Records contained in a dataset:
○ ○ ○

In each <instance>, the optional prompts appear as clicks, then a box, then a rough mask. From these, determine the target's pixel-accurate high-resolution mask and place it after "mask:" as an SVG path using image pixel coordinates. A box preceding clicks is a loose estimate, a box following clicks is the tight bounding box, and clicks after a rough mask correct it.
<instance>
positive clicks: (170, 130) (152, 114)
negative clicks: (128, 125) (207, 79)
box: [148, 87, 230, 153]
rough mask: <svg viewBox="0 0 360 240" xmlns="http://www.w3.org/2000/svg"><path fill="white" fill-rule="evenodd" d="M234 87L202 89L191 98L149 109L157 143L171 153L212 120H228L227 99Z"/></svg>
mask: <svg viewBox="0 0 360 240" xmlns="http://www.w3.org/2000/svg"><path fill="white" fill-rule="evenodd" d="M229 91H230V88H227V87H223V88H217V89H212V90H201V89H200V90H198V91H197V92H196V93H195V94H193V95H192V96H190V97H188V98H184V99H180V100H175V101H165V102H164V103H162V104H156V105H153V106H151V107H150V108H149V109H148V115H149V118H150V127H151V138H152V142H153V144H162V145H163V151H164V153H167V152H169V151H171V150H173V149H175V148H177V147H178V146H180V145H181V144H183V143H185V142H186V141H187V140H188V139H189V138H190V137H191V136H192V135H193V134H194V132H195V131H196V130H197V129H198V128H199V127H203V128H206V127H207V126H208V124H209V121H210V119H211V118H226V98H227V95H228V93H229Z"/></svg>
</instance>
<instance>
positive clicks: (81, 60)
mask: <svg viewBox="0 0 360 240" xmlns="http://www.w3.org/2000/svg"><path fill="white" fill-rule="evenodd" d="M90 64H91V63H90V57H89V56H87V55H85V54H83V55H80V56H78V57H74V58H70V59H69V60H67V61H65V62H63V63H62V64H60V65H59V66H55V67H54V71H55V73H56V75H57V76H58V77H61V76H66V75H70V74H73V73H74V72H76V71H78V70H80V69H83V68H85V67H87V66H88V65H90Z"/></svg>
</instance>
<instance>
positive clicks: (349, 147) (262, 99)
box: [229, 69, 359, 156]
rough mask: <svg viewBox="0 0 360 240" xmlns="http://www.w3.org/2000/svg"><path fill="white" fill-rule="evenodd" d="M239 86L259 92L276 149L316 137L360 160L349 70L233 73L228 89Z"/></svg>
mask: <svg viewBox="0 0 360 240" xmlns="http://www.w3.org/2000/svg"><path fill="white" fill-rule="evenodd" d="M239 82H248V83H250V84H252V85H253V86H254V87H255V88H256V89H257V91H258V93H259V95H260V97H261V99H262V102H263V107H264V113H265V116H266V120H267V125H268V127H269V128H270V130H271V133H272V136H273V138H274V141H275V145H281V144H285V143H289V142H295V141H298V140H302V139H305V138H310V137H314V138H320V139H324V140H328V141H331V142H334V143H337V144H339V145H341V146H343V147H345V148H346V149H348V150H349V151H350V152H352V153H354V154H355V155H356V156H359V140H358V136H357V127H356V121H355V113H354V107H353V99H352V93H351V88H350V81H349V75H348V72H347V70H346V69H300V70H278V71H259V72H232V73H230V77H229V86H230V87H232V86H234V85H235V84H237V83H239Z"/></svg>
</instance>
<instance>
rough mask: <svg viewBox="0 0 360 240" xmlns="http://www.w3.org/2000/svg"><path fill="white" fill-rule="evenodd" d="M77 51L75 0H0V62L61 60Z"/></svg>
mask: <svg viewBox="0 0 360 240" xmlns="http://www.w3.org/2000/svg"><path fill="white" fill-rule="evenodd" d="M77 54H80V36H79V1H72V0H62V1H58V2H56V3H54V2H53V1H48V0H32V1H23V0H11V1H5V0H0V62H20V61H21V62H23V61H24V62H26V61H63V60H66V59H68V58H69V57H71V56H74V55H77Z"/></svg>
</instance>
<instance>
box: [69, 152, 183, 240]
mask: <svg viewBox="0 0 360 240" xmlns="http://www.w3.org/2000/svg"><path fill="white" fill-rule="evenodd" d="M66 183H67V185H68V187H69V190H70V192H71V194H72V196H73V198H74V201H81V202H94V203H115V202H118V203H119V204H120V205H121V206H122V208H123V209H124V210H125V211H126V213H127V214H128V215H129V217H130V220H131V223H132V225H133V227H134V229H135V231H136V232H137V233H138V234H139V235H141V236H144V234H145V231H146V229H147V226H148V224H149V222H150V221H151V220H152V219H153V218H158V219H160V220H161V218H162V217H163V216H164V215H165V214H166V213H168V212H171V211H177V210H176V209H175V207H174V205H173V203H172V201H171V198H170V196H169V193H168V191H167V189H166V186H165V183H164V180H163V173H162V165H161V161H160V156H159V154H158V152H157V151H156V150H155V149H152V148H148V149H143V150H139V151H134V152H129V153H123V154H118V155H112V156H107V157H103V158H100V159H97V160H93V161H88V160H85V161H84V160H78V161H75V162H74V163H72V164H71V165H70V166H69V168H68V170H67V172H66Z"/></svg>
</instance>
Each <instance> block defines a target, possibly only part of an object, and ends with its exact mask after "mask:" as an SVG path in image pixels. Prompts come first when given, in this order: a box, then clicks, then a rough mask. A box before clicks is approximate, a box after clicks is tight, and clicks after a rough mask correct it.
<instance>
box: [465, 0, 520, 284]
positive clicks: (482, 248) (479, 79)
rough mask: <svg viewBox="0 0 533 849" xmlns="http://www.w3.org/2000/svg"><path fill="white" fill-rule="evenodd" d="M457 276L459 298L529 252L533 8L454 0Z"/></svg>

○ ○ ○

What is being asked: From the first line to the last, copy every record exactly.

Problem solution:
In each <instance>, the optional prompts appear as clicks, then a box, then a rough mask. From these, determine the target's pixel-accurate high-resolution mask and place it after "mask:" as an SVG path using image pixel coordinates. A box preceding clicks is a loose estimate, a box following clicks is the tight bounding box, and clicks after a rough mask correct it.
<instance>
positive clicks: (170, 130) (152, 114)
negative clicks: (128, 125) (207, 79)
box: [148, 87, 230, 153]
rough mask: <svg viewBox="0 0 360 240" xmlns="http://www.w3.org/2000/svg"><path fill="white" fill-rule="evenodd" d="M234 87L202 89L191 98L149 109L157 143L171 153L212 120H228L227 99Z"/></svg>
mask: <svg viewBox="0 0 360 240" xmlns="http://www.w3.org/2000/svg"><path fill="white" fill-rule="evenodd" d="M229 91H230V88H227V87H223V88H217V89H212V90H201V89H200V90H198V91H197V92H196V93H195V94H193V95H192V96H190V97H188V98H184V99H180V100H175V101H165V102H164V103H162V104H156V105H153V106H151V107H150V108H149V109H148V115H149V118H150V127H151V138H152V142H153V144H162V145H163V151H164V153H167V152H169V151H171V150H173V149H175V148H177V147H178V146H180V145H181V144H183V143H185V142H186V141H187V140H188V139H189V138H190V137H191V136H192V135H193V134H194V132H195V131H196V130H197V129H198V128H199V127H203V128H206V127H207V126H208V124H209V121H210V119H211V118H226V98H227V95H228V93H229Z"/></svg>
</instance>
<instance>
positive clicks: (81, 60)
mask: <svg viewBox="0 0 360 240" xmlns="http://www.w3.org/2000/svg"><path fill="white" fill-rule="evenodd" d="M90 64H91V63H90V57H89V56H87V55H85V54H83V55H80V56H78V57H74V58H70V59H69V60H67V61H65V62H63V63H62V64H60V65H59V66H55V67H54V71H55V73H56V75H57V76H58V77H61V76H66V75H70V74H73V73H74V72H76V71H78V70H80V69H83V68H85V67H87V66H88V65H90Z"/></svg>
</instance>
<instance>
positive clicks: (349, 147) (262, 99)
box: [229, 69, 359, 156]
rough mask: <svg viewBox="0 0 360 240" xmlns="http://www.w3.org/2000/svg"><path fill="white" fill-rule="evenodd" d="M239 86L259 92L276 149L316 137L360 160L349 70L233 73L228 89Z"/></svg>
mask: <svg viewBox="0 0 360 240" xmlns="http://www.w3.org/2000/svg"><path fill="white" fill-rule="evenodd" d="M239 82H248V83H250V84H252V85H253V86H254V87H255V88H256V89H257V91H258V93H259V95H260V97H261V99H262V102H263V107H264V113H265V116H266V120H267V125H268V127H269V128H270V130H271V133H272V136H273V138H274V141H275V145H281V144H285V143H289V142H295V141H298V140H302V139H305V138H310V137H314V138H320V139H324V140H328V141H331V142H334V143H337V144H339V145H341V146H343V147H345V148H346V149H348V150H349V151H350V152H352V153H354V154H355V155H356V156H359V140H358V136H357V127H356V121H355V113H354V107H353V99H352V93H351V88H350V81H349V75H348V72H347V70H346V69H300V70H278V71H259V72H232V73H230V77H229V86H230V87H232V86H234V85H235V84H237V83H239Z"/></svg>
</instance>
<instance>
rough mask: <svg viewBox="0 0 360 240" xmlns="http://www.w3.org/2000/svg"><path fill="white" fill-rule="evenodd" d="M77 51L75 0H0V62L61 60Z"/></svg>
mask: <svg viewBox="0 0 360 240" xmlns="http://www.w3.org/2000/svg"><path fill="white" fill-rule="evenodd" d="M77 54H80V36H79V1H72V0H62V1H58V2H56V3H54V2H53V1H48V0H32V1H23V0H11V1H5V0H0V62H20V61H21V62H23V61H24V62H26V61H63V60H66V59H68V58H69V57H71V56H74V55H77Z"/></svg>
</instance>
<instance>
box: [69, 152, 183, 240]
mask: <svg viewBox="0 0 360 240" xmlns="http://www.w3.org/2000/svg"><path fill="white" fill-rule="evenodd" d="M66 183H67V185H68V187H69V190H70V192H71V194H72V196H73V198H74V201H81V202H94V203H115V202H118V203H119V204H120V205H121V206H122V208H123V209H124V210H125V211H126V213H127V214H128V215H129V217H130V220H131V223H132V225H133V227H134V229H135V231H136V232H137V233H138V234H139V235H141V236H144V234H145V231H146V229H147V226H148V224H149V222H150V221H151V220H152V219H153V218H158V219H160V220H161V218H162V217H163V216H164V215H165V214H166V213H168V212H171V211H177V210H176V209H175V207H174V205H173V203H172V201H171V198H170V196H169V193H168V191H167V189H166V186H165V183H164V180H163V173H162V165H161V161H160V156H159V154H158V152H157V151H156V150H155V149H152V148H148V149H143V150H139V151H134V152H129V153H123V154H118V155H112V156H107V157H103V158H100V159H97V160H93V161H88V160H85V161H84V160H78V161H75V162H74V163H72V164H71V165H70V166H69V168H68V170H67V172H66Z"/></svg>
</instance>
Each <instance> block defines a target, possibly only part of an object, and ends with its exact mask after "mask:" as an SVG path in image pixels. Prompts come first when given, in this order: a box, then clicks, then a rough mask. A box before clicks is approximate, a box after clicks is tight, and clicks after a rough mask correct it.
<instance>
box: [465, 0, 520, 284]
positive clicks: (482, 248) (479, 79)
rough mask: <svg viewBox="0 0 533 849" xmlns="http://www.w3.org/2000/svg"><path fill="white" fill-rule="evenodd" d="M457 276L459 298L529 252L533 8L454 0Z"/></svg>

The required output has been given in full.